Verilen görev 1 ::
İnsan kurbanı üzerine olan metni hiçbir değişiklik yapmadan baştan sona yazın.

Verilen metin ::
Tarihte daha önce defalarca Tufan yapılmış
olmalıdır. Yeni yıl şenliklerinde, eski toplum birimler arasında geçmişte
kurulmuş ittifakların yenilendiği törenlerde, insan kurbanı dahil eski töreleri
yaşatmak, M.Ö 3. bin yıllarda, Mezopotamya’da, giderek uzaklaşılmakla birlikte,
hala kullanılan ritüellerdi. Bu dönemin yeraltı kraliyet mezarlarında, mezar
kağnısını taşıyan öküzler ve sürücüleri de dahil olmak üzere önemli miktarda
kraliyet görevlisinin, kral ve kraliçenin yerleştirildiği mezara canlı olarak
götürülmüş olduklarından uzmanlar pek kuşku duymuyorlar. Adem ve Havva’nın ilk
çocuklarının birbirlerini öldürerek işe başlaması, eski toplumdaki insan
kurbanı yaygınlığının bir yansıması olmalı.
Bay Hrozny, geç zamanlara ait yazıt
çözümlemelerinde, tapınak kurban sunuları listesinde kadın, erkek ve çocuk
sayıları da verildiğini ortaya koymuştu. Aşil, Patraklos’un cenaze töreninde,
dostunun anısına, Truva gençlerinden dokuzunu boğazlayıp kurban etmişti. Çocuk
kurbanının eski toplumda, günümüze çok uzak olmayan dönemlere kadar devam etmiş
olduğu kutsal kitaplar tarafından da tasdik ediliyor. Eski Yakut-Türk
geleneklerinde, bebek eşinin; kimi eski toplum örneklerinde erkek çocuk
sünnetinde kesilen etin, törensel yenilmesi, Musa’nın beşiğinin Nil nehrine
bırakılması da, tarihteki çocuk yamyamlığının, dönüşmüş sembolik anlatımları
olmalıdır.

Verilen kayıtlar ::
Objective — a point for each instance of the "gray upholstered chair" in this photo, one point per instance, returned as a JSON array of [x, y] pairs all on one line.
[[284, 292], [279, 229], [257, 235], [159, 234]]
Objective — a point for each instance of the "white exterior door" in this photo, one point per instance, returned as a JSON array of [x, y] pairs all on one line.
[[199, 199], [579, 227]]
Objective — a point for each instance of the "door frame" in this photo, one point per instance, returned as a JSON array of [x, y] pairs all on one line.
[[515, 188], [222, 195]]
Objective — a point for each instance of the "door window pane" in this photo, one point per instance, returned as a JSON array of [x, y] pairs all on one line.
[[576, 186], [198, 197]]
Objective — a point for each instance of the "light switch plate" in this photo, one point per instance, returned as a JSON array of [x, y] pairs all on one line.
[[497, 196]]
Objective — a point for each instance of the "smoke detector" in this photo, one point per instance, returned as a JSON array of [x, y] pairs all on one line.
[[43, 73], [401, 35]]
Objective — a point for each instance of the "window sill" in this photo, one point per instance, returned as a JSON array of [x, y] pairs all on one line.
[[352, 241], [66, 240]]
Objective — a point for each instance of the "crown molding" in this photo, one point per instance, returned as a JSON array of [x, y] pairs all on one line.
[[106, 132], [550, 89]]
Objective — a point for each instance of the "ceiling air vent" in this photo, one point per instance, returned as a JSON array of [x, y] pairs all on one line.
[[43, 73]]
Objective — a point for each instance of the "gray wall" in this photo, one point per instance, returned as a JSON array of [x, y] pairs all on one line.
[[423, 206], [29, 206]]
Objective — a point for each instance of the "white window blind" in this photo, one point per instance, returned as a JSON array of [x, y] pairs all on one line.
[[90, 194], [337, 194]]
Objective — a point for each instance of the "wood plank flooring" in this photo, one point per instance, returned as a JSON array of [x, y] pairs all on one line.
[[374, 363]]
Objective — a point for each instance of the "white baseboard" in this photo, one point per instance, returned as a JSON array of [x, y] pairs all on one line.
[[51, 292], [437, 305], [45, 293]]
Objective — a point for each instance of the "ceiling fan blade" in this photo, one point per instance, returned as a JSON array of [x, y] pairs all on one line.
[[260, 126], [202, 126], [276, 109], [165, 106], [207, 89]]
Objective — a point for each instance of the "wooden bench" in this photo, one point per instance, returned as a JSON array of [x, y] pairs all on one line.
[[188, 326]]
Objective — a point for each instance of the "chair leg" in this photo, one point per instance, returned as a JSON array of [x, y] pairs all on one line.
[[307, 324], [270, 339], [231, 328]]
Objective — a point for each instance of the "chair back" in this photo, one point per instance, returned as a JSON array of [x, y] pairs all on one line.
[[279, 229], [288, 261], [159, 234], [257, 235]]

Verilen görev 2 ::
Kayıtlarda en baştan başlayıp "[[199, 199], [579, 227]]" değerini içeren satırla biten satırları, iki uç da dahil, istekleriyle birlikte yeniden yazın. Yanıtlardaki her koordinat sayısını 88 artırarak kaydırın ve yalnızca bu satırları verin.

Tamamlanmış yanıt 1 ::
Tarihte daha önce defalarca Tufan yapılmış
olmalıdır. Yeni yıl şenliklerinde, eski toplum birimler arasında geçmişte
kurulmuş ittifakların yenilendiği törenlerde, insan kurbanı dahil eski töreleri
yaşatmak, M.Ö 3. bin yıllarda, Mezopotamya’da, giderek uzaklaşılmakla birlikte,
hala kullanılan ritüellerdi. Bu dönemin yeraltı kraliyet mezarlarında, mezar
kağnısını taşıyan öküzler ve sürücüleri de dahil olmak üzere önemli miktarda
kraliyet görevlisinin, kral ve kraliçenin yerleştirildiği mezara canlı olarak
götürülmüş olduklarından uzmanlar pek kuşku duymuyorlar. Adem ve Havva’nın ilk
çocuklarının birbirlerini öldürerek işe başlaması, eski toplumdaki insan
kurbanı yaygınlığının bir yansıması olmalı.
Bay Hrozny, geç zamanlara ait yazıt
çözümlemelerinde, tapınak kurban sunuları listesinde kadın, erkek ve çocuk
sayıları da verildiğini ortaya koymuştu. Aşil, Patraklos’un cenaze töreninde,
dostunun anısına, Truva gençlerinden dokuzunu boğazlayıp kurban etmişti. Çocuk
kurbanının eski toplumda, günümüze çok uzak olmayan dönemlere kadar devam etmiş
olduğu kutsal kitaplar tarafından da tasdik ediliyor. Eski Yakut-Türk
geleneklerinde, bebek eşinin; kimi eski toplum örneklerinde erkek çocuk
sünnetinde kesilen etin, törensel yenilmesi, Musa’nın beşiğinin Nil nehrine
bırakılması da, tarihteki çocuk yamyamlığının, dönüşmüş sembolik anlatımları
olmalıdır.

Tamamlanmış yanıt 2 ::
Objective — a point for each instance of the "gray upholstered chair" in this photo, one point per instance, returned as a JSON array of [x, y] pairs all on one line.
[[372, 380], [367, 317], [345, 323], [247, 322]]
Objective — a point for each instance of the "white exterior door" in this photo, one point per instance, returned as a JSON array of [x, y] pairs all on one line.
[[287, 287], [667, 315]]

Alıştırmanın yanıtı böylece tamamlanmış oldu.